- **Assigned task 1**
Reproduce the passage on teaching evolution word for word, covering everything from "These differing beliefs" down to "religion as compatible.".
- **Assigned task 2**
According to the passage on teaching evolution, how many evolution instructors at Christian universities did the new research by Barnes and Brownell study?
#### Text section ####
Brownell and Barnes, an assistant professor and Ph.D. candidate in the School of Life Sciences and Center for Evolution and Medicine, describe cultural competence as the ability of individuals from one culture to bridge the cultural differences and effectively communicate with individuals from a different culture. The need for this skill arises amid tension between largely non-religious biology instructors and their largely religious students.
“Most instructors teaching evolution at public institutions are secular — they may even harbor negative stereotypes about religion or make antagonistic comments in the classroom,” Barnes said. “And when we interviewed students in their classes, they were definitely aware of those negative attitudes of the instructor.”
These differing beliefs may be a barrier for students accepting evolution because instructors may present evolution as incompatible with their religion or ignore student religious beliefs entirely. However, there are instructors who are using teaching practices that present evolution and religion as potentially compatible. Barnes and Brownell’s new research on 32 evolution instructors at Christian universities across the country shows that Christian university instructors’ teaching practices are substantially different than instructors at secular institutions and tend to acknowledge student religious beliefs and present evolution and religion as compatible.
Brownell commented “These Christian university professors were using known practices that can help religious students accept evolution, such as presenting their students with role models who both accept evolution and are religious. In fact, they often presented themselves as a role model.”
#### Records ####
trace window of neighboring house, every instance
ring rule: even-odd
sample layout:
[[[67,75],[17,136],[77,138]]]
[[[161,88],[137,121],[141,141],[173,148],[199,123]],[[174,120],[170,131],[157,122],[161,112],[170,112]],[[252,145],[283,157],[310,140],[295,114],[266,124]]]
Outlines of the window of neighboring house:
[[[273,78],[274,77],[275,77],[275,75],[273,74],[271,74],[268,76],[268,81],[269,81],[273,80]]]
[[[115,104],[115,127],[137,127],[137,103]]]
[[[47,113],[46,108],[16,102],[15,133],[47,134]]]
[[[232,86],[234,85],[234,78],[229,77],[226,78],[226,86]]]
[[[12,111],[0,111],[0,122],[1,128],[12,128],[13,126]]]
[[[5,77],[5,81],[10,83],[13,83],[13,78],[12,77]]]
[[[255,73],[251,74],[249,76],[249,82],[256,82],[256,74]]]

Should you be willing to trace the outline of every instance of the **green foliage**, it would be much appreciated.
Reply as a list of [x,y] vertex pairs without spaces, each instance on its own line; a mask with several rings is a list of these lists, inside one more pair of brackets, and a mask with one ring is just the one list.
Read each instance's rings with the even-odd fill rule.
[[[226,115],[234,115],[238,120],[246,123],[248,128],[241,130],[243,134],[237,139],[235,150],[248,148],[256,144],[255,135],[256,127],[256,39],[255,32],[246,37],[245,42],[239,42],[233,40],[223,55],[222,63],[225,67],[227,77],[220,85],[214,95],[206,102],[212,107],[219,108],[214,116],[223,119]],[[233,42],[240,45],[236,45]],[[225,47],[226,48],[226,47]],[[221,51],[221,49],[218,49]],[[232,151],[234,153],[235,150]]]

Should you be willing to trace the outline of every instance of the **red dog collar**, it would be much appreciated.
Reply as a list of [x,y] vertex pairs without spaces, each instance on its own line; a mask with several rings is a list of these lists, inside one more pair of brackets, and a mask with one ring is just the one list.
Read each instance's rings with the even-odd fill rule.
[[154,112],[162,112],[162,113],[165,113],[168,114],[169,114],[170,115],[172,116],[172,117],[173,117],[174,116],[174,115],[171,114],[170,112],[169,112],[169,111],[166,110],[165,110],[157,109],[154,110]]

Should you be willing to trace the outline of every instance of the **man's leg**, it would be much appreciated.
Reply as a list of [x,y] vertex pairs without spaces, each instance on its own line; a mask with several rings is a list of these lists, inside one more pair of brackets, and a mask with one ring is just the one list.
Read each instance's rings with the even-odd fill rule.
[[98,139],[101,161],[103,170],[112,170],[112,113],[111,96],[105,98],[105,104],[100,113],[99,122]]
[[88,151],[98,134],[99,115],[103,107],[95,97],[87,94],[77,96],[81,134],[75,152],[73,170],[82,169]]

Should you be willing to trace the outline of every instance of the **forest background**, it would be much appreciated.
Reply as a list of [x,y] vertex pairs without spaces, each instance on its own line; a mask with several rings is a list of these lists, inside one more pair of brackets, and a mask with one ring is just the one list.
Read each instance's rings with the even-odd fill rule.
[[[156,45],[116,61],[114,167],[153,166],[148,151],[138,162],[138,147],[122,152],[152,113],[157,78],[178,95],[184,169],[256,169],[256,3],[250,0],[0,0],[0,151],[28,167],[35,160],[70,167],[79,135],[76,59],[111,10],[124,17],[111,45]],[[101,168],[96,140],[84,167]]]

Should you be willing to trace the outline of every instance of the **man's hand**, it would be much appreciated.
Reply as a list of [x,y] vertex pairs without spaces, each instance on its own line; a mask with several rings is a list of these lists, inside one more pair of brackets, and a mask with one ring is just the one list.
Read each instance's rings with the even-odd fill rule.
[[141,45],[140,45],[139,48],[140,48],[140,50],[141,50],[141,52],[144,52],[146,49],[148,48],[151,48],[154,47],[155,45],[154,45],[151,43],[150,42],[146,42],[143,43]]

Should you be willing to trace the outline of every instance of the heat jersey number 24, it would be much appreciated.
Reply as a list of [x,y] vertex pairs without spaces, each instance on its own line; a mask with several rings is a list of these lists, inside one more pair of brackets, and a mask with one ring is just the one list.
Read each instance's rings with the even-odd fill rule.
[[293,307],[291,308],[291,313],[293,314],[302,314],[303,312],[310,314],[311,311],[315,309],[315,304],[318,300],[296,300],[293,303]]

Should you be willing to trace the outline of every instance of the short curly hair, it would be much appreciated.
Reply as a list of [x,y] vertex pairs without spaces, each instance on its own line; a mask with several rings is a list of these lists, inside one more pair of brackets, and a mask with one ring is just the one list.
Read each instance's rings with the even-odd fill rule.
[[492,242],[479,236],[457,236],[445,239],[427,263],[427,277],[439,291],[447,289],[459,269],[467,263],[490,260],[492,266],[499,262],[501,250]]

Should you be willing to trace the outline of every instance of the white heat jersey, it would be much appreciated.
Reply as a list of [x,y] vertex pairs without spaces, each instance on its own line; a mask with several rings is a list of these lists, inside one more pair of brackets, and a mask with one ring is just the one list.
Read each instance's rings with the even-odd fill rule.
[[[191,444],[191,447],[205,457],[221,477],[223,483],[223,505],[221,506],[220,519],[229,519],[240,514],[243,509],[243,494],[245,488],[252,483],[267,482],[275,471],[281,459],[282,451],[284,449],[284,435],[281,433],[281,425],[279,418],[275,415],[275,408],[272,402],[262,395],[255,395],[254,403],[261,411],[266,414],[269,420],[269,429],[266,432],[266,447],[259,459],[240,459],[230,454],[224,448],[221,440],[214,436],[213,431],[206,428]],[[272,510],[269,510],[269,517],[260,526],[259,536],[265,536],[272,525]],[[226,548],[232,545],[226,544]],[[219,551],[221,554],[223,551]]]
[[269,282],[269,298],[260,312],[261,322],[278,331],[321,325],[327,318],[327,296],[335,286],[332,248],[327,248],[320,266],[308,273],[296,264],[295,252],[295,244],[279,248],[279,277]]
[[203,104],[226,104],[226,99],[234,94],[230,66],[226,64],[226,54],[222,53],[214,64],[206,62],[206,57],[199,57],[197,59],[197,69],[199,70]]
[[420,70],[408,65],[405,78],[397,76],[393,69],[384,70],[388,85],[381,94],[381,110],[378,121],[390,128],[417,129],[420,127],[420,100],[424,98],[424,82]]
####
- **Task output 1**
These differing beliefs may be a barrier for students accepting evolution because instructors may present evolution as incompatible with their religion or ignore student religious beliefs entirely. However, there are instructors who are using teaching practices that present evolution and religion as potentially compatible. Barnes and Brownell’s new research on 32 evolution instructors at Christian universities across the country shows that Christian university instructors’ teaching practices are substantially different than instructors at secular institutions and tend to acknowledge student religious beliefs and present evolution and religion as compatible.

- **Task output 2**
32 evolution instructors at Christian universities across the country.